* **SCHRIFTLICHE AUFGABE A**
Beantworten Sie anhand des Auszugs über Schmerz und Gefühle bei Tieren diese Fragen:
(i) Was meldet der Schmerz dem Gehirn?
(ii) Welcher Teil der Gefühle wird als wissenschaftlich »minderwertiger« bezeichnet?
(iii) Weshalb wird zuerst auf die negativen Gefühle zurückgegriffen?
* **SCHRIFTLICHE AUFGABE B**
Führen Sie den Auszug über Schmerz und Gefühle bei Tieren im Anschluss an seinen letzten Satz fort.

Noch einmal: Schmerz ist ein Körpersignal, welches dem Gehirn die drohende oder eingetretene Schädigung des Körpers meldet – dieses Gefühl muss jedes Wesen kennen. Damit ist gleichzeitig geklärt, dass Tiere grundsätzlich fühlende Geschöpfe sind. Allerdings haben wir bisher erst den wissenschaftlich »minderwertigeren« Teil, die Sensibilität, abgedeckt. Um zu zeigen, wie es mit den anspruchsvolleren Gefühlen, den Emotionen, aussieht, muss ich auch in diesem Zusammenhang zunächst in die Kiste der negativen Gefühle greifen. Sie rufen viel heftigere Reaktionen hervor und sind daher besser nachzuvollziehen.

* **GEGEBENE ANGABEN**
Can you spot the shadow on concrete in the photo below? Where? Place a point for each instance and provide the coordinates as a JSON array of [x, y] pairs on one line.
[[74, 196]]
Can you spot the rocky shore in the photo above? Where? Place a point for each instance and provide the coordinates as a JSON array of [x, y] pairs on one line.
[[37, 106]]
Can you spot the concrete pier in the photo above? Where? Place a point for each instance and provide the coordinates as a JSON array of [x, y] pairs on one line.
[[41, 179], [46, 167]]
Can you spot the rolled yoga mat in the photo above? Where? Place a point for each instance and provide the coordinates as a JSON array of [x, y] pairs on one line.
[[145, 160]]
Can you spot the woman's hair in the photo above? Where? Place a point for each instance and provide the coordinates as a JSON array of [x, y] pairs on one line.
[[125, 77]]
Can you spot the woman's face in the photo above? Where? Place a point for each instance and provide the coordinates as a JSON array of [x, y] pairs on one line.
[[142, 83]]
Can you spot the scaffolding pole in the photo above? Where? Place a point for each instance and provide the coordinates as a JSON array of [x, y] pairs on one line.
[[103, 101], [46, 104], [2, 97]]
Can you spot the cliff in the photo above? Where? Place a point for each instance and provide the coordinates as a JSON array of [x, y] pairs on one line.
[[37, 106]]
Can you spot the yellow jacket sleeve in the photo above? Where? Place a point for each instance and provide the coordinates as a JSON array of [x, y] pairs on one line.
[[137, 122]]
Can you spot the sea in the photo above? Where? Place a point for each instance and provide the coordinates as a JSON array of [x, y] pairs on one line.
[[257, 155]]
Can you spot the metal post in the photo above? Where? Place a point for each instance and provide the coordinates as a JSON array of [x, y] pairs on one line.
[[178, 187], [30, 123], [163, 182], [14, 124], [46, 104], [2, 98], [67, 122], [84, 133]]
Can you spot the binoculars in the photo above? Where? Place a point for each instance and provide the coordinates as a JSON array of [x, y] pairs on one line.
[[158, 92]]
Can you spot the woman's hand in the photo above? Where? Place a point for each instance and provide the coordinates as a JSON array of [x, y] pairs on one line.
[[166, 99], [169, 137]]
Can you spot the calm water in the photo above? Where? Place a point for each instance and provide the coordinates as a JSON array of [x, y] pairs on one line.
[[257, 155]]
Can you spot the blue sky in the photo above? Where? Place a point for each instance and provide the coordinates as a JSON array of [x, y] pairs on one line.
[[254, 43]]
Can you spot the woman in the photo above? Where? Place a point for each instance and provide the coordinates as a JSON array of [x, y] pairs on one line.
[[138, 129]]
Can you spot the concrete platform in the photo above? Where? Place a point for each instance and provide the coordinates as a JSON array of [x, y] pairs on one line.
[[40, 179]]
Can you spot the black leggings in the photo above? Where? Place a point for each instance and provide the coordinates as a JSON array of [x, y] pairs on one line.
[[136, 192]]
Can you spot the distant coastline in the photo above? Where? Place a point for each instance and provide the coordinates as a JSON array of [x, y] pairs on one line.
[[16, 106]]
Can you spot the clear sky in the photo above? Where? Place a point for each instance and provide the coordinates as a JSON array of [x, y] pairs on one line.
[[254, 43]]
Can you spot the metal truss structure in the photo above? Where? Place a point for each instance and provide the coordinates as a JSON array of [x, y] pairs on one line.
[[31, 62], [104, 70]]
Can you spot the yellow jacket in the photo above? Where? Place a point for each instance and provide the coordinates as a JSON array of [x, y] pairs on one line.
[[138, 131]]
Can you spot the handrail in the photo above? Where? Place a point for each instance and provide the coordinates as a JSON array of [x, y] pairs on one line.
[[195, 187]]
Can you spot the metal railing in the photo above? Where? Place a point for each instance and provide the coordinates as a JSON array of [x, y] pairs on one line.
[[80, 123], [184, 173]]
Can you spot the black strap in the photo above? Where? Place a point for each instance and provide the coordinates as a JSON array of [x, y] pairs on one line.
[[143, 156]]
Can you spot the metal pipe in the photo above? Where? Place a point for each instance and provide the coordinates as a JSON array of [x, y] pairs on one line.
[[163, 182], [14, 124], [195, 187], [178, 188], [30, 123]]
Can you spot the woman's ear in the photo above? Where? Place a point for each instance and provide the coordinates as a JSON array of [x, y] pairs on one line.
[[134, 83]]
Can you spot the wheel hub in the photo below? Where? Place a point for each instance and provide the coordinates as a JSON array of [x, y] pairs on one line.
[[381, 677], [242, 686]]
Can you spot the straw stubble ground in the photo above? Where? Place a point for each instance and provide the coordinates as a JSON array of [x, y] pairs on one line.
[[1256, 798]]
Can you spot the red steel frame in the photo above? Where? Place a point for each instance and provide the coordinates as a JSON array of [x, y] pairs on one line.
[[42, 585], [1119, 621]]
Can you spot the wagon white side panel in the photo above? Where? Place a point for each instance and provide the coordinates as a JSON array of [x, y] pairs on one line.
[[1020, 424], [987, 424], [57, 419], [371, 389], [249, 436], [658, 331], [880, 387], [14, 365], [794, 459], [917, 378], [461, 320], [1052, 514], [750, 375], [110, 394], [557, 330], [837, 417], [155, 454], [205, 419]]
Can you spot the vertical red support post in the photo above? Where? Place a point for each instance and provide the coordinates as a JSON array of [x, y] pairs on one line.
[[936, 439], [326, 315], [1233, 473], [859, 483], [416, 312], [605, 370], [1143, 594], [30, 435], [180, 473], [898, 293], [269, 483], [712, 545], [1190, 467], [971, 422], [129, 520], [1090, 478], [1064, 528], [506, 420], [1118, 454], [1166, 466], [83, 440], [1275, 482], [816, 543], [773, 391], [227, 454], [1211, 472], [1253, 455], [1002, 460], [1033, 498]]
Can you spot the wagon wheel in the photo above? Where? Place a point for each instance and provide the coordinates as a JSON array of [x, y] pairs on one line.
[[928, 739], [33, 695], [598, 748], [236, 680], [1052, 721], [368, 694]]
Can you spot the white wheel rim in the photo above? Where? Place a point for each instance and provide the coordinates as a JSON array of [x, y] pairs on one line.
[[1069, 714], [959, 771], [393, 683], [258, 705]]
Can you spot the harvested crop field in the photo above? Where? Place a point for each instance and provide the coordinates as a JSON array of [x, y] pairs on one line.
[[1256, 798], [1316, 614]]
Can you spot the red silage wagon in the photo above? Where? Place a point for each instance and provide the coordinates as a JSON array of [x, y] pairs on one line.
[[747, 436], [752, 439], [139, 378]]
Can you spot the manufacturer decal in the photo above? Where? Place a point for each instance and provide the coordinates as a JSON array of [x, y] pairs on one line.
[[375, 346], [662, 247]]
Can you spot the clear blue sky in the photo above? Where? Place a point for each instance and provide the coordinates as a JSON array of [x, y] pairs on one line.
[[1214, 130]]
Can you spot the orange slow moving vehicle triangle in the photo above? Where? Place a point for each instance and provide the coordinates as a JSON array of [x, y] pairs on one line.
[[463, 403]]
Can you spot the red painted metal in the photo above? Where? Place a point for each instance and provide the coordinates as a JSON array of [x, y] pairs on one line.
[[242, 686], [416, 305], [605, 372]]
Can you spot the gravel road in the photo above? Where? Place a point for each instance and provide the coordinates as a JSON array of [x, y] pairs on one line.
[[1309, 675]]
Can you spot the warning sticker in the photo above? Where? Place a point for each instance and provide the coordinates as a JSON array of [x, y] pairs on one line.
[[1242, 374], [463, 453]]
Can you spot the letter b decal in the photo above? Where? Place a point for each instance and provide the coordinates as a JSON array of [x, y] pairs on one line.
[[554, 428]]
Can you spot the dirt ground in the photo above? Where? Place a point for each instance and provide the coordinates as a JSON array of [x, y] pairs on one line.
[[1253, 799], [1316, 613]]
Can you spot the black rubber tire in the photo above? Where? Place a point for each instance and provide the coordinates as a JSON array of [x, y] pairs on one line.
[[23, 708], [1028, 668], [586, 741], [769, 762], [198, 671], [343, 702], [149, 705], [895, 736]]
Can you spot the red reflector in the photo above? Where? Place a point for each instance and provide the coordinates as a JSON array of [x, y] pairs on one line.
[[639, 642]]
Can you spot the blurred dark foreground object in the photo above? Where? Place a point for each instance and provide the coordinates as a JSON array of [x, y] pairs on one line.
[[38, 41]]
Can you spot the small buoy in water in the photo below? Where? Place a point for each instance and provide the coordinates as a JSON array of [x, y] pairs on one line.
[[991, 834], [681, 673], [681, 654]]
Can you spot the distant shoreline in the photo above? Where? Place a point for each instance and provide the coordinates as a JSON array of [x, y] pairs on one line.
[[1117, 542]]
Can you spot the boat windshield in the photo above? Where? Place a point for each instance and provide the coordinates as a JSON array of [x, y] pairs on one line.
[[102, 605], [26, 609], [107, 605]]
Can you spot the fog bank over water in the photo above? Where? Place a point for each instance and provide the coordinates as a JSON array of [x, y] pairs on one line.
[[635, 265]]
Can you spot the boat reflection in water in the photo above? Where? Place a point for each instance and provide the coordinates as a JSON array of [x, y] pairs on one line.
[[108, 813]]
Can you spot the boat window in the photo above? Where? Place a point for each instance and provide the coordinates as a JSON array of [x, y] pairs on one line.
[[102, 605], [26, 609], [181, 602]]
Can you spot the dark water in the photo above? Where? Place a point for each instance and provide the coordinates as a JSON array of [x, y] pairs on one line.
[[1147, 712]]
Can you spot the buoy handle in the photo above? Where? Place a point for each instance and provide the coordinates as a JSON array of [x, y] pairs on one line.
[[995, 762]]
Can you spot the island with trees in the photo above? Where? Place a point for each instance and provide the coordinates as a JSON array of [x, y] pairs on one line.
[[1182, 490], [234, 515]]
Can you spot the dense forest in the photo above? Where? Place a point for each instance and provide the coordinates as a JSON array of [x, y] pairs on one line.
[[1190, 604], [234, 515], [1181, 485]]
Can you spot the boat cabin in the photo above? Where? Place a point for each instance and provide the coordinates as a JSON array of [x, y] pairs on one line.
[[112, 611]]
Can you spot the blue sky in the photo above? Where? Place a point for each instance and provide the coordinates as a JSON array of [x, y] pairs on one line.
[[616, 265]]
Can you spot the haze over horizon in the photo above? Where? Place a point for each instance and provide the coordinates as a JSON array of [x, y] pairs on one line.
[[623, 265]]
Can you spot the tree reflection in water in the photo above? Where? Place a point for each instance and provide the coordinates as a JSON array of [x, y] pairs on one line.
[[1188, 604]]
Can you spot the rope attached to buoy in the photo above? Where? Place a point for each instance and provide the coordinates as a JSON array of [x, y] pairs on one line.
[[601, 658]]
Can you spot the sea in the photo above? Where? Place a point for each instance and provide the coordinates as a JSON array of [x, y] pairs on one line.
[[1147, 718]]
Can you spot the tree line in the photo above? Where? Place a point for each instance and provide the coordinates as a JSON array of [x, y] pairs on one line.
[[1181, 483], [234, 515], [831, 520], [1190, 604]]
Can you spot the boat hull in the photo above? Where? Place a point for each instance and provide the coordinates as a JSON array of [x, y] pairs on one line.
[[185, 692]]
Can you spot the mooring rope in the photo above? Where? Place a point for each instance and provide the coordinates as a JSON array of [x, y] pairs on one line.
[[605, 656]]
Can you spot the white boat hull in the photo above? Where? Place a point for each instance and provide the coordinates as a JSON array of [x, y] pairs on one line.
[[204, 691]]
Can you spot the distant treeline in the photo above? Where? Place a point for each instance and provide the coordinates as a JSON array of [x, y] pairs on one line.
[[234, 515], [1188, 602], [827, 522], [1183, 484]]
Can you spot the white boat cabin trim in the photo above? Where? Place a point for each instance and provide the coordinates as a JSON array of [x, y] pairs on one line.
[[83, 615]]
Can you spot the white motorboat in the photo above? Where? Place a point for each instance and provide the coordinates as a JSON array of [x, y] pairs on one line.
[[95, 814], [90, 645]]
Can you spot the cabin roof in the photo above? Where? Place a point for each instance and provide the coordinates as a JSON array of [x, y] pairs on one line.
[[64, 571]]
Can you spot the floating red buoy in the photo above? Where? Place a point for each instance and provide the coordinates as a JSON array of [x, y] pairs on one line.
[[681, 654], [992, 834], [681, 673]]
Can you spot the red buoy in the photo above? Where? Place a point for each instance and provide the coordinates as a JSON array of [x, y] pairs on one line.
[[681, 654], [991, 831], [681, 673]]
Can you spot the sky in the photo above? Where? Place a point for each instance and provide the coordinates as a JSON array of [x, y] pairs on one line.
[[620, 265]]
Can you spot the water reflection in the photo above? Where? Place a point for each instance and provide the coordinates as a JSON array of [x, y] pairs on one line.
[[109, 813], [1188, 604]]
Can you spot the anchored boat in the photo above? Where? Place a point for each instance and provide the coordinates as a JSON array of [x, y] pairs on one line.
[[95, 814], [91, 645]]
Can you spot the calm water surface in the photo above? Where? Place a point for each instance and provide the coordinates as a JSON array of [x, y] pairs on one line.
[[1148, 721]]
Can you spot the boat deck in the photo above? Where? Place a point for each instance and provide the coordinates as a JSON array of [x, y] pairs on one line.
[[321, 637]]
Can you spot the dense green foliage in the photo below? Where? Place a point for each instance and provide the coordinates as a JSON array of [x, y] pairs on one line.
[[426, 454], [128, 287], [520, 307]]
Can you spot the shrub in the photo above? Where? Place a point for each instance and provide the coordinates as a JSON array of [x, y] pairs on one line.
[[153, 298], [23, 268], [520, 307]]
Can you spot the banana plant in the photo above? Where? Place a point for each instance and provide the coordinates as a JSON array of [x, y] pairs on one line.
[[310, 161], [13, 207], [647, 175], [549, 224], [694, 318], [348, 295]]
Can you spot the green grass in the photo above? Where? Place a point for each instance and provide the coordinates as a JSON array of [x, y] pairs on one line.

* **LÖSUNG DER AUFGABE A**
(i) Er meldet die drohende oder eingetretene Schädigung des Körpers.
(ii) Die Sensibilität.
(iii) Negative Gefühle rufen viel heftigere Reaktionen hervor und sind daher besser nachzuvollziehen.

* **LÖSUNG DER AUFGABE B**
Emotionen sind komplizierte Vorgänge zwischen Körper und Verstand, die unser Bewusstsein in Form von Gefühlen erreichen. Eines der stärksten ist die Angst. Sie signalisiert dem Gehirn eine so heftige Bedrohung, dass Blutdruck und Puls ansteigen und der ganze Organismus in den Zustand höchster Leistungsfähigkeit versetzt wird. Mit der Angst spricht das Unterbewusstsein meistens Verbote aus, dieses und jenes zu tun. Aktives Handeln wird in aller Regel nur für eine Flucht ausgelöst. Ein Teil der Ängste ist angeboren, andere werden erlernt. Für Letzteres habe ich täglich ein Beispiel vor Augen: einen Elektrozaun. Unsere Milchziegen genießen die warme Jahreszeit auf der Sommerweide. Alle zwei Wochen ist die Teilparzelle abgegrast, und das nächste Wiesenstück ist an der Reihe. Um die Ziegen zu hüten, hat sich ein Elektrozaun bewährt. Er ist nicht so gefährlich wie Stacheldraht und kann leicht versetzt werden. Die Stromschläge sind zwar schmerzhaft, aber ungefährlich. Die älteren Tiere berühren den Zaun schon jahrelang nicht mehr, während die Lämmer zwei, drei Mal die unangenehme Erfahrung machen, dass die Litzen eine Grenze darstellen, die man besser meidet.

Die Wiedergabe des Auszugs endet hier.